═════ Records for the exercise ═════
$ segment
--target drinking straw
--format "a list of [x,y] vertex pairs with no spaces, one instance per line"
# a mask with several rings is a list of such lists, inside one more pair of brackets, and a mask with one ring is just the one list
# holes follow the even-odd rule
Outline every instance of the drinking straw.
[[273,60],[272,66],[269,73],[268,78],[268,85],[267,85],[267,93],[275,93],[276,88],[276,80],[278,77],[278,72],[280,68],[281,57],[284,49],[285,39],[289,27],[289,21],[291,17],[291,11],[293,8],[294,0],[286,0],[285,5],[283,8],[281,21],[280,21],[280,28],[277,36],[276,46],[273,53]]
═════
[Problem to solve]:
For each line shown above, write an exact copy.

[Exercise answer]:
$ segment
--target drinking straw
--format "a list of [x,y] vertex pairs with no spaces, one instance per line"
# a mask with several rings is a list of such lists, inside one more pair of brackets, and a mask with one ring is just the one list
# holes follow the even-odd rule
Outline every instance of the drinking straw.
[[273,60],[272,66],[269,73],[268,78],[268,85],[267,85],[267,93],[275,93],[276,88],[276,80],[278,77],[278,72],[280,68],[281,57],[284,49],[285,39],[289,27],[289,21],[291,17],[291,11],[293,8],[294,0],[286,0],[285,5],[283,8],[281,21],[280,21],[280,28],[277,36],[276,46],[273,53]]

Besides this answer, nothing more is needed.